[Given data Boundary: Start]

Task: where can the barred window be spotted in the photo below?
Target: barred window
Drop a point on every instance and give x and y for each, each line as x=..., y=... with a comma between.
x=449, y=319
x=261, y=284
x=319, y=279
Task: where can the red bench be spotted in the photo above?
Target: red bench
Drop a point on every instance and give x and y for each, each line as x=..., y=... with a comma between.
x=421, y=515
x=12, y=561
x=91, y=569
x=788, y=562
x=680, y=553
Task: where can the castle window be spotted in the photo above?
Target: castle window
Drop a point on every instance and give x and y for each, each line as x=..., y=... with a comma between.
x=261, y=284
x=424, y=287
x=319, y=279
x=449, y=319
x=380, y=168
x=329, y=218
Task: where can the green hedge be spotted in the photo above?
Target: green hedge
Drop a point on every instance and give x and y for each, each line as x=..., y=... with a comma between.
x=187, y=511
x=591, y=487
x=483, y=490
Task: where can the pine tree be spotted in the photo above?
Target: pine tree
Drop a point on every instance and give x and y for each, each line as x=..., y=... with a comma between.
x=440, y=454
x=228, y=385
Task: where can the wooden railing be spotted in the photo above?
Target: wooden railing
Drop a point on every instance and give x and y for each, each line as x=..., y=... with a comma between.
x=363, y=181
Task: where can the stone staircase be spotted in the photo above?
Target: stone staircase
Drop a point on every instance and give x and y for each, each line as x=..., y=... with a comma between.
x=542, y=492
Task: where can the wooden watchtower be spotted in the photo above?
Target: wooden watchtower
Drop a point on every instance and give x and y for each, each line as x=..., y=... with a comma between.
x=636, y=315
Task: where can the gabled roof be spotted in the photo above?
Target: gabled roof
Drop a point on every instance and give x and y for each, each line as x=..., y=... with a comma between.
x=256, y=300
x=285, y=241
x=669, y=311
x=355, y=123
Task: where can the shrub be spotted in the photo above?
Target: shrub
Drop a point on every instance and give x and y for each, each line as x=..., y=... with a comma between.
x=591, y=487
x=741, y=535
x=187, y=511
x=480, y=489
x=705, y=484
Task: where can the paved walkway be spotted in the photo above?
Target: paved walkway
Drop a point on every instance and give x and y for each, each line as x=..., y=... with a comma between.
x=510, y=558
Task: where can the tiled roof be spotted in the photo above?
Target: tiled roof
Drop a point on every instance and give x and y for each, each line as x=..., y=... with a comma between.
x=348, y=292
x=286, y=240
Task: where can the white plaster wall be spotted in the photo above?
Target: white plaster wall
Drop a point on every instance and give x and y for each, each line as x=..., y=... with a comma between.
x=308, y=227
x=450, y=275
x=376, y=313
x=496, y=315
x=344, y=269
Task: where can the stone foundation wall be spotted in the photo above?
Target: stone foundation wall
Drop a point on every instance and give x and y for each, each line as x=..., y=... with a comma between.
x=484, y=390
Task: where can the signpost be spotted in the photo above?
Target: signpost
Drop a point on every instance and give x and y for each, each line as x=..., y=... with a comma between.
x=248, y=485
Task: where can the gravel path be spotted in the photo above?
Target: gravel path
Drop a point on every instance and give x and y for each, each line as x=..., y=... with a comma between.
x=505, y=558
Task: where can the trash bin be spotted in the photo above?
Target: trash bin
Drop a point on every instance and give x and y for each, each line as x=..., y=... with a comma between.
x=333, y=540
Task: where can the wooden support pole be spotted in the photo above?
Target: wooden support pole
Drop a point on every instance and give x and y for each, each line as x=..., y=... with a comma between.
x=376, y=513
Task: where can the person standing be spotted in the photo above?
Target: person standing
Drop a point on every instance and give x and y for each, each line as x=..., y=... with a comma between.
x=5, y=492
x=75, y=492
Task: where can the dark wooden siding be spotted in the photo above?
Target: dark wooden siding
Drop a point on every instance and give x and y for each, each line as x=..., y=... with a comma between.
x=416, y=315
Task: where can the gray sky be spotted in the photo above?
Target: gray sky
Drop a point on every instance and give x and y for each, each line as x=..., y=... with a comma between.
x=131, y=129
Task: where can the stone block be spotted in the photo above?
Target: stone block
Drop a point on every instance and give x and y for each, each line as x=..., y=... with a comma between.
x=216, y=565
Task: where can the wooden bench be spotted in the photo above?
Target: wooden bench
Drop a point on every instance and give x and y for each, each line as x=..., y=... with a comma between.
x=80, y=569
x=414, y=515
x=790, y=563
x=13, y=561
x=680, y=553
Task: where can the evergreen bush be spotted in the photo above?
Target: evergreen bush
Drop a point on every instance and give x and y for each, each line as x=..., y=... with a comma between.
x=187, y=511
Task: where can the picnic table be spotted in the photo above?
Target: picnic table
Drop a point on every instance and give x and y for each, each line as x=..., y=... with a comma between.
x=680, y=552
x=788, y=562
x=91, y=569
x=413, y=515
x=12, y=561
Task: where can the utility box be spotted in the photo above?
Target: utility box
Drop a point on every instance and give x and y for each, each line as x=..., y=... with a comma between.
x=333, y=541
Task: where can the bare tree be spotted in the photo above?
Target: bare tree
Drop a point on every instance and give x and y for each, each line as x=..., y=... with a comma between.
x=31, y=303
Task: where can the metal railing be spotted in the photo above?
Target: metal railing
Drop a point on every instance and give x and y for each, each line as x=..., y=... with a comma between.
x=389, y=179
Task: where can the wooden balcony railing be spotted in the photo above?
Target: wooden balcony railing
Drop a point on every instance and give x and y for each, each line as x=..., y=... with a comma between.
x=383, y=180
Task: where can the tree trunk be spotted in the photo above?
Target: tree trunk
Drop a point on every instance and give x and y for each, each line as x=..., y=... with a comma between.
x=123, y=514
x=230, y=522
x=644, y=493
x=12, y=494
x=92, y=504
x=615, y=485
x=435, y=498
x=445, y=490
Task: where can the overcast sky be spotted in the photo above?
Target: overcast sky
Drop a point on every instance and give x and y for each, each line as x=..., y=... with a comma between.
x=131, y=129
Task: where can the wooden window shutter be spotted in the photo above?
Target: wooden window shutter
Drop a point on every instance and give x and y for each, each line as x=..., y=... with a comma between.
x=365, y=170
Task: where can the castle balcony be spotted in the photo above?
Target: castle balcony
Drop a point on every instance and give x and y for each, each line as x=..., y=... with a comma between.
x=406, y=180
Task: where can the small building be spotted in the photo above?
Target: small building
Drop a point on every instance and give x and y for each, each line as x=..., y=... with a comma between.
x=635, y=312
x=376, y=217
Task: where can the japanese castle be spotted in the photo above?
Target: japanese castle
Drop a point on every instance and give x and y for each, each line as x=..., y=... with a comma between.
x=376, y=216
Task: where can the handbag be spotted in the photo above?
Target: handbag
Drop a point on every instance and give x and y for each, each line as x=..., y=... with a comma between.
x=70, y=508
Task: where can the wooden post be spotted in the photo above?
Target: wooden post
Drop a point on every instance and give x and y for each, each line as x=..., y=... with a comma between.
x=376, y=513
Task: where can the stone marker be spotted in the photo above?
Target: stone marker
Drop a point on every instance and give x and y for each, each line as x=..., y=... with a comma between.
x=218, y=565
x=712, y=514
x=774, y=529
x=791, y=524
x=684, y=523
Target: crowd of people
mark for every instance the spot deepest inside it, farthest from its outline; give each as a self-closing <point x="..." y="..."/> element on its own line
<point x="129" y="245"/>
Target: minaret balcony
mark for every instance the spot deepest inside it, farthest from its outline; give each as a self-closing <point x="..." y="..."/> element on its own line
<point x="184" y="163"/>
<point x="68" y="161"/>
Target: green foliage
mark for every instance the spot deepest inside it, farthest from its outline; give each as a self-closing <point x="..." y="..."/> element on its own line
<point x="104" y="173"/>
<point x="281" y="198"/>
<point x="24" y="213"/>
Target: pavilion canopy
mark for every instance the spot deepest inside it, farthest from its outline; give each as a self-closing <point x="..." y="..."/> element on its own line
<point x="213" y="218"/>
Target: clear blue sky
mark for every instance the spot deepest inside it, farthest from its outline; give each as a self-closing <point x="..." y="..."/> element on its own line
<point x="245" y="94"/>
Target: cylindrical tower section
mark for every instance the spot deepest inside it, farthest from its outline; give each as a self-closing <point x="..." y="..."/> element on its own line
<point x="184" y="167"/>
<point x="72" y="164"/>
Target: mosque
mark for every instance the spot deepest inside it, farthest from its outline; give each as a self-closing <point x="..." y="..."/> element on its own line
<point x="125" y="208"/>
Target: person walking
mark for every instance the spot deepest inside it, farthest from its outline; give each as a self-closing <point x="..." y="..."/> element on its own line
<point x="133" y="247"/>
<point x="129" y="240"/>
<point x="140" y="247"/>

[Given data Boundary: End]

## Work request
The answer must be every line of the data that holds the word "watchtower".

## Your response
Task: where can the wooden watchtower be spotted in the photo above?
Target: wooden watchtower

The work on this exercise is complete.